TASK TO COMPLETE =>
In the records below, some lines hold the word "pole". Copy each of those lines.

EXTRACTED RECORDS =>
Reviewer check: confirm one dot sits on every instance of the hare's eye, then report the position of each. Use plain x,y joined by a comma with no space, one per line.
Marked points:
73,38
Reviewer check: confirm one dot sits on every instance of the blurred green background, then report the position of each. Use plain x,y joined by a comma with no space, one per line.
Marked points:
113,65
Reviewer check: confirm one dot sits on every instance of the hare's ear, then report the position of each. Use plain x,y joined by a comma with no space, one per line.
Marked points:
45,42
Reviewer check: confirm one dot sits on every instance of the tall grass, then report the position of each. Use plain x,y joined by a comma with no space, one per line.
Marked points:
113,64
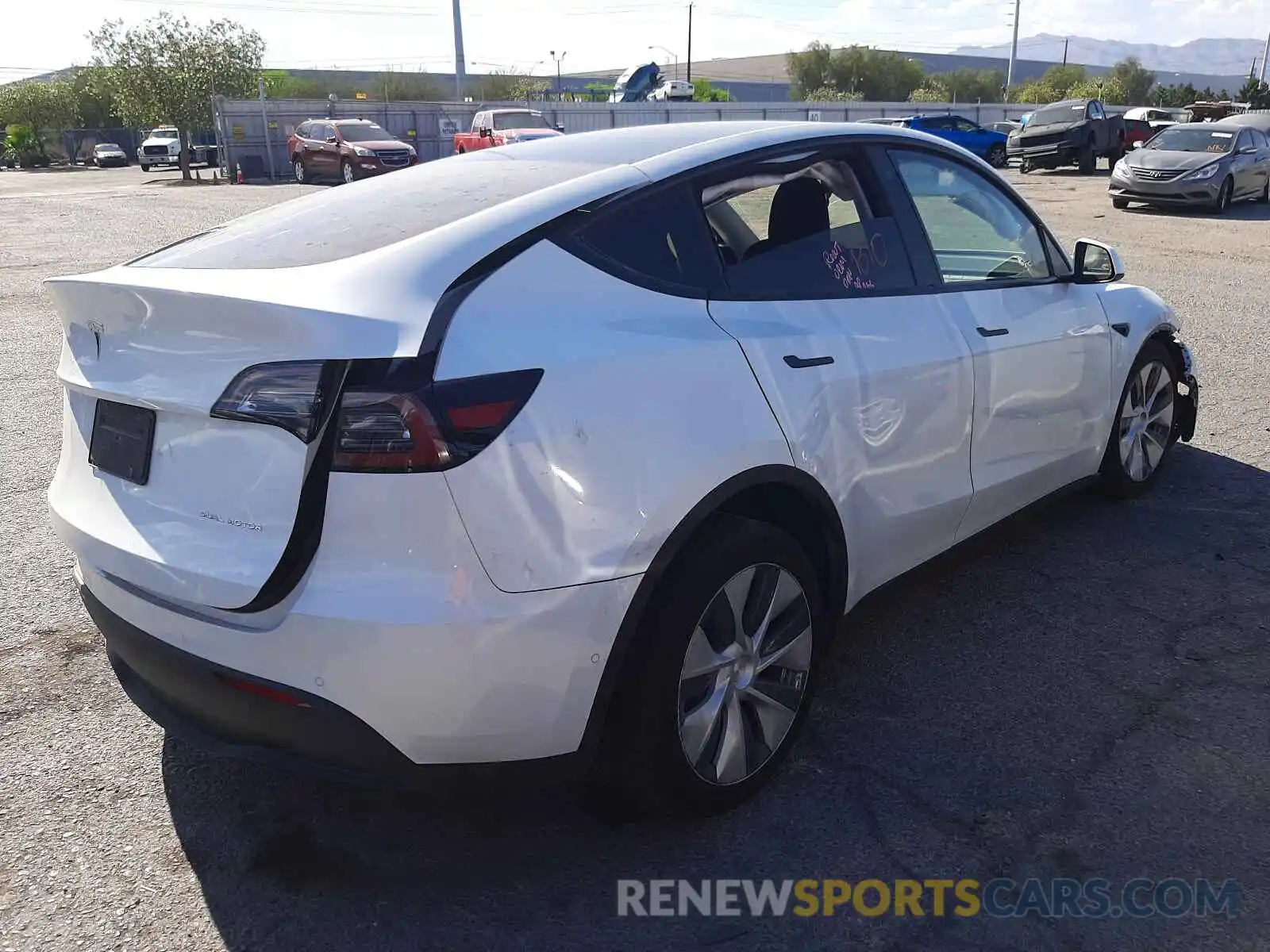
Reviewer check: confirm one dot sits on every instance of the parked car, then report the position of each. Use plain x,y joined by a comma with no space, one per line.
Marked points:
569,457
162,148
501,127
106,154
1070,132
988,145
673,92
1156,118
1137,132
346,149
1195,164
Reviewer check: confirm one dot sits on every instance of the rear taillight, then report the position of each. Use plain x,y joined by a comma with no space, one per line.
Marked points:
294,395
393,419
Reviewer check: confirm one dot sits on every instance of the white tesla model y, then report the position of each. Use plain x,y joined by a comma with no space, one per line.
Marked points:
569,456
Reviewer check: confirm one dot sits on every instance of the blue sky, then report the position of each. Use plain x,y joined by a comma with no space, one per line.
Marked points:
417,35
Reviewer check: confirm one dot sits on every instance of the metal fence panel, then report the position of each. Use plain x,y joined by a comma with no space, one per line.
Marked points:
256,132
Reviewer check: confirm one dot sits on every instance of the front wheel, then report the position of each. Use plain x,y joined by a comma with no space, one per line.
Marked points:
1145,428
723,678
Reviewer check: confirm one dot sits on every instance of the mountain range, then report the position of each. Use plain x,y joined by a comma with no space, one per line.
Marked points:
1221,57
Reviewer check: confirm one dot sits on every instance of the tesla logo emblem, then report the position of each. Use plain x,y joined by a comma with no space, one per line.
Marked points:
98,330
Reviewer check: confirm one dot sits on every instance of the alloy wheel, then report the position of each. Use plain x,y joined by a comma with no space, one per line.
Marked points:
1146,420
745,674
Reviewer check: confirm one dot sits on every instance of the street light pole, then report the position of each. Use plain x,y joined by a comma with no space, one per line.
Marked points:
672,55
558,59
460,69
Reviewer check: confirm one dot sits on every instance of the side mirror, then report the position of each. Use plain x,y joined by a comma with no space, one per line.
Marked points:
1096,263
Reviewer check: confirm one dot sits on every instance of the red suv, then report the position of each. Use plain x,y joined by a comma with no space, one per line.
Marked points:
346,149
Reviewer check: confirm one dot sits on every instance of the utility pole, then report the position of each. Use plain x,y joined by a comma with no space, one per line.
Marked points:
460,67
558,59
1014,54
690,42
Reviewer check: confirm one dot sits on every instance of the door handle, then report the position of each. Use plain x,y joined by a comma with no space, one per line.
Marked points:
800,362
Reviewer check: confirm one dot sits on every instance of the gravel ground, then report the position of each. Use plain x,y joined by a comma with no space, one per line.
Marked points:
1080,693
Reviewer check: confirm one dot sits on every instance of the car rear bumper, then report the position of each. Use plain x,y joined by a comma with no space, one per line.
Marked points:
410,641
234,714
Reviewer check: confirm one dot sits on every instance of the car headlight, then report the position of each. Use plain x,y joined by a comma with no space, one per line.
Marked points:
1204,173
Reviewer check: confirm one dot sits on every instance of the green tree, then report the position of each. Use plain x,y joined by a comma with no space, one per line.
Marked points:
1105,88
810,70
279,84
1060,79
933,92
40,106
1257,94
829,94
704,92
168,70
1136,80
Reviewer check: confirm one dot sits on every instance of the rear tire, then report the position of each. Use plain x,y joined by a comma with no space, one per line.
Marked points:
1223,197
681,744
1145,427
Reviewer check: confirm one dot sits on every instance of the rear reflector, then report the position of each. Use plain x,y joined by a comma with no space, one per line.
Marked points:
393,419
264,691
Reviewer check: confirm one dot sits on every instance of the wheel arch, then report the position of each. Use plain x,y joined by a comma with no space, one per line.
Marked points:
778,494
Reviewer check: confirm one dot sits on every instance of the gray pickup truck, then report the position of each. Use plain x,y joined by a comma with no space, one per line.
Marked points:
1071,132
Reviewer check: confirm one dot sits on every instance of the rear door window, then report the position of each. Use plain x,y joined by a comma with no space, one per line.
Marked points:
808,228
656,238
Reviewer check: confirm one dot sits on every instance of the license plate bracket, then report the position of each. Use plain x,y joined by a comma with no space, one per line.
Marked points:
122,441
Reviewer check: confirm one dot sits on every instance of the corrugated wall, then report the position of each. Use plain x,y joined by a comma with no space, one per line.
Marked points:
254,133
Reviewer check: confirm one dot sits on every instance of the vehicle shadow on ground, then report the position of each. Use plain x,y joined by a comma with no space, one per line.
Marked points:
1245,211
1058,698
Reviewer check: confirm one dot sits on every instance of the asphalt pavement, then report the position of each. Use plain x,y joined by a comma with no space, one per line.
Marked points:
1080,693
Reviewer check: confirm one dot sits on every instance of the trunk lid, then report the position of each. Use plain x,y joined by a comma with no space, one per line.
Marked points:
213,520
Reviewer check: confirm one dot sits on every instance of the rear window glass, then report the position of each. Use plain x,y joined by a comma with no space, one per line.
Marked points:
346,221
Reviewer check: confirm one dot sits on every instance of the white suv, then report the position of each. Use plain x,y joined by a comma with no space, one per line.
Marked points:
569,457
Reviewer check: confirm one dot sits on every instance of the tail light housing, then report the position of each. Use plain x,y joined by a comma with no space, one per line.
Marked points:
393,418
292,395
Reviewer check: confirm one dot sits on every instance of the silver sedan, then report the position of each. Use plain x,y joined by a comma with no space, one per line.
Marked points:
1206,164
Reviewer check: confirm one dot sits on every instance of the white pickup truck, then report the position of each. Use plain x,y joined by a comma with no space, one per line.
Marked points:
162,148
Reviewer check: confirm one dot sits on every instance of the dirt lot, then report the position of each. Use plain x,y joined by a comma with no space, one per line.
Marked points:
1085,693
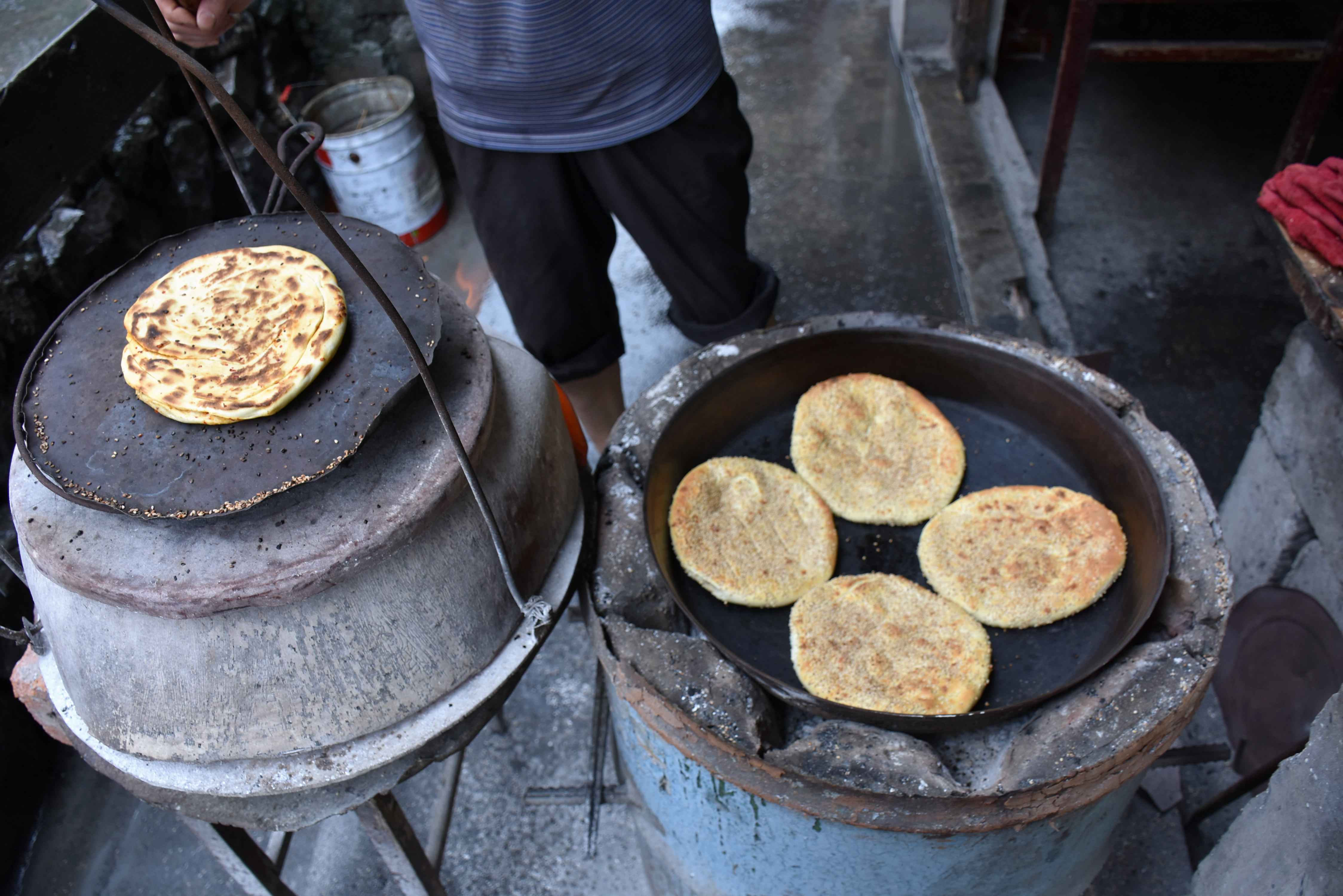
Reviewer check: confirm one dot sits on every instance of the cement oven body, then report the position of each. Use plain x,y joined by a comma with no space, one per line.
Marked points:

TASK RESULT =>
Reviewer check: confirm one dot sits on every instance of the street light pole, then report the position of each. Use plain x,y joined by a comma with no space, one per line.
Reviewer check: confirm one dot sits on every instance of the utility pole, then report the position of each. Use plain x,y joined by a comma with no space, one per line.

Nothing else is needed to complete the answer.